Problems to solve>
1 > In the passage on advertising language, what name did someone have the brilliant idea of giving to water with bubbles in it?
2 > Write the next paragraph of the passage on advertising language, picking up after its final sentence about sparkling wines and champagne.

Document text>
——————

And the result of this is that English is the best language for marketing and advertising.

If, for instance, people seem to become resistant to the word 'help', then succour at hand. Why would people become resistant to the word 'help'? Oh, but 'help' is the most useful word in advertising. If advertisers want to persuade you that their product keeps out water, but are uneasily aware that the product only tends to keep out water, they do not say: 'Raintex tends to keep out water]', but: 'Raintex helps to keep out water]'. Millions of products help us to do things. They don't do the thing, they just help to do the thing. So many things are doing so much helping that sooner or later advertisers look round for another word - and there, lo and behold, is 'aid'] Help is a German-based product, while aid is of French origin. Lucky old advertisers.

I sometimes wonder if the marketing and advertising trades once got together to decide what to call water with bubbles in it. 'Bubbly water' is good, but it isn't very glamorous; nor is 'fizzy water'. On the Continent they talk about gas - when you ask a waiter for water, he tends to ask 'Con gas o sin gas?' - but nobody has had the courage to try to sell 'gassy water' or even 'gaseous water'. Luckily, someone had the brilliant idea of calling it 'sparkling water'. There was a time when only dry things sparkled (your eyes, your diamonds, the stars) but those days are gone, and sparkling is now an activity confined to water and to wines that the maker wants you to think are almost as good as champagne.

——————

Listing>
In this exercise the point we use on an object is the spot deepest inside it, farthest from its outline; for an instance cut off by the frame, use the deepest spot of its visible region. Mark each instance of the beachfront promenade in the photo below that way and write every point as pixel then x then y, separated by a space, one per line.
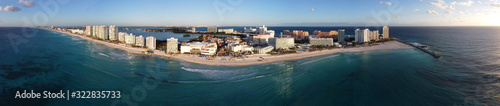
pixel 251 60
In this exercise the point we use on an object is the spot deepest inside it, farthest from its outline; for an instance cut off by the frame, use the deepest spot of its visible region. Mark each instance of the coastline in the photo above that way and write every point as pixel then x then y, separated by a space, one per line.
pixel 251 60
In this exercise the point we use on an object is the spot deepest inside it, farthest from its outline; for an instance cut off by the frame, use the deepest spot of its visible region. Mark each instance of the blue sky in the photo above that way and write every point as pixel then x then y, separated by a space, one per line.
pixel 250 12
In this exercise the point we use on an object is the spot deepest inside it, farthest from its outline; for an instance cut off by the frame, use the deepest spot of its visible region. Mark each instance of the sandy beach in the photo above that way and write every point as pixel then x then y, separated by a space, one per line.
pixel 251 60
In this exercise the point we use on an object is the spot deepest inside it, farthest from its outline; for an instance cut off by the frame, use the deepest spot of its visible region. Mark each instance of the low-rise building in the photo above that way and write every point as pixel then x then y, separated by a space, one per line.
pixel 226 30
pixel 172 45
pixel 151 42
pixel 281 43
pixel 139 41
pixel 121 36
pixel 113 32
pixel 264 50
pixel 130 39
pixel 321 41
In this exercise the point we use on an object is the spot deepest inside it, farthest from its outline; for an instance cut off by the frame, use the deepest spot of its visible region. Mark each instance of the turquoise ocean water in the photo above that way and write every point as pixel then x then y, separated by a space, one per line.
pixel 466 75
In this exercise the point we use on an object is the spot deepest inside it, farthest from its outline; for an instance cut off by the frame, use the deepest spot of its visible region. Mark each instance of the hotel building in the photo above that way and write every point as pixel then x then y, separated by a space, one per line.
pixel 113 32
pixel 151 42
pixel 139 41
pixel 341 38
pixel 385 32
pixel 282 43
pixel 130 39
pixel 321 41
pixel 172 45
pixel 212 29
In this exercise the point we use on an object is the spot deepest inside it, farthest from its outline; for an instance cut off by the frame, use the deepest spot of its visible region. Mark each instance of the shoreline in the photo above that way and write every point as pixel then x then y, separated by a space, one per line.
pixel 251 60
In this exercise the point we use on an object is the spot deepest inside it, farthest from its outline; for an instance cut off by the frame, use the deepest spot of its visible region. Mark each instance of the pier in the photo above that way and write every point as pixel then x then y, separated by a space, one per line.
pixel 422 49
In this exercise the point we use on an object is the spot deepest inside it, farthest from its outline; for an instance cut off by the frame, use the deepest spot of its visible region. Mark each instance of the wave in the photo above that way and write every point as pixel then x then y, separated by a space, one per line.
pixel 225 75
pixel 119 56
pixel 318 59
pixel 102 54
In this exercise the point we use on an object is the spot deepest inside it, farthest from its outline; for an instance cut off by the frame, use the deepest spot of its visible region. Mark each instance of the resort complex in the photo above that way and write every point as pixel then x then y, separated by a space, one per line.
pixel 249 44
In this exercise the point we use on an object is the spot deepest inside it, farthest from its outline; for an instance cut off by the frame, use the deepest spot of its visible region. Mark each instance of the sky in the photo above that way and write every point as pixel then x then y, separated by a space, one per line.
pixel 250 12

——————

The answers>
1 > 'Sparkling water'.

2 >
(The French equivalent of 'sparkling' is 'petillant', a word I like because it not only has overtones of crackling, but it is also a derivative of the word 'peter', which means 'to fart'. I think I am right in saying that no English derivative of the word 'fart' has ever been big in the advertising world. The French are obviously more relaxed and less uptight about these things than we are; there is a wonderful expression in French for a type of light waffle: 'pet-de-nonne' - 'As light as a nun's fart' - what a great slogan])

I once wrote an article in which I said that too much British advertising was jokey, as if the agencies were trying to make each other laugh. I received a furious letter from an advertising executive saying that it was true, but we weren't to say so, as someone might notice and get serious, and then our advertising would become like the Americans'. I have kept quiet ever since, and it is still jokey, but it is also, I have noticed, full of unanswerable claims.

If you are told that a beer reaches places that others don't, or that it's what your right arm is for, the claim is clearly so trivial that nobody thinks of taking it seriously. This tendency reached some kind of record level recently with the birth of a slogan from the Kiwi wine industry: 'New Zealand grapes . . . the first to greet the sun each day]' The more you think about that, the more worried you are that grown-ups could have thought it up and put it out.

Meanwhile, if you are still not worried by advertising, ask yourself these questions:

1. What does 'naturally carbonated' mean?

2. Why do advertisements for talcum powder never tell you what talcum powder is made from?

3. Why are things called 'shower-proof' when they could be called 'rain-proof'?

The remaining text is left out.